_Instructions to follow_
Beginning at the top of the material, repeat each line exactly, and stop once the line with "target: white paper sheet" has been written.
──────── Exercise materials
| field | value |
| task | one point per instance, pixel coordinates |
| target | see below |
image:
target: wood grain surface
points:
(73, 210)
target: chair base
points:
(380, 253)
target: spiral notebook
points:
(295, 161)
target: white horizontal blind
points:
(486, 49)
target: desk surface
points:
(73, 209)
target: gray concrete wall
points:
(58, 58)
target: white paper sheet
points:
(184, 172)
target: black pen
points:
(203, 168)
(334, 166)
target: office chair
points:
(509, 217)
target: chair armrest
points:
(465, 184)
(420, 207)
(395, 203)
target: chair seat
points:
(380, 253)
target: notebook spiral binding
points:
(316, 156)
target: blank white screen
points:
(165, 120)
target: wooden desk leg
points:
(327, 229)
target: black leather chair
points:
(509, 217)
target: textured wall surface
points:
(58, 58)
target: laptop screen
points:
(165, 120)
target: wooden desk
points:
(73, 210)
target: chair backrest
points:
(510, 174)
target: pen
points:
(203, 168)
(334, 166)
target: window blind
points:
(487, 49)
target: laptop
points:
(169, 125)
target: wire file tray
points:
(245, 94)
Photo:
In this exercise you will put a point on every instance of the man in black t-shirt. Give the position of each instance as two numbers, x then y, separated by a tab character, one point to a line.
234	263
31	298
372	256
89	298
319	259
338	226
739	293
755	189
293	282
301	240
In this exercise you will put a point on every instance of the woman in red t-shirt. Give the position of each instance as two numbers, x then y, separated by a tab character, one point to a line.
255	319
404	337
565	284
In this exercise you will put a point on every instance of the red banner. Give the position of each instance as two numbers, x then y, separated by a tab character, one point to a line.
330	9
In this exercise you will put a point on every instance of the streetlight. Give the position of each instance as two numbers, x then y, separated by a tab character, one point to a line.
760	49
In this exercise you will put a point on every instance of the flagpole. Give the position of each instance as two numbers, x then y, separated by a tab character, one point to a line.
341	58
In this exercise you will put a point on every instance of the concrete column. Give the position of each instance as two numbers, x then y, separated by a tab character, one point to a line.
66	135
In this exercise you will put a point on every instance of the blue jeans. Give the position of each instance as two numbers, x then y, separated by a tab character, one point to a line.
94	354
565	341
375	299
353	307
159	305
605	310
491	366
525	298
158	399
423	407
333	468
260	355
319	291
────────────────
_Solution to this problem_
| field | value |
| task | one point per instance, pixel coordinates |
| target | see below |
image:
target: wood grain surface
points:
(73, 210)
target: chair base
points:
(380, 253)
target: spiral notebook
points:
(295, 161)
target: white horizontal blind
points:
(486, 49)
target: desk surface
points:
(73, 209)
target: gray concrete wall
points:
(58, 58)
target: white paper sheet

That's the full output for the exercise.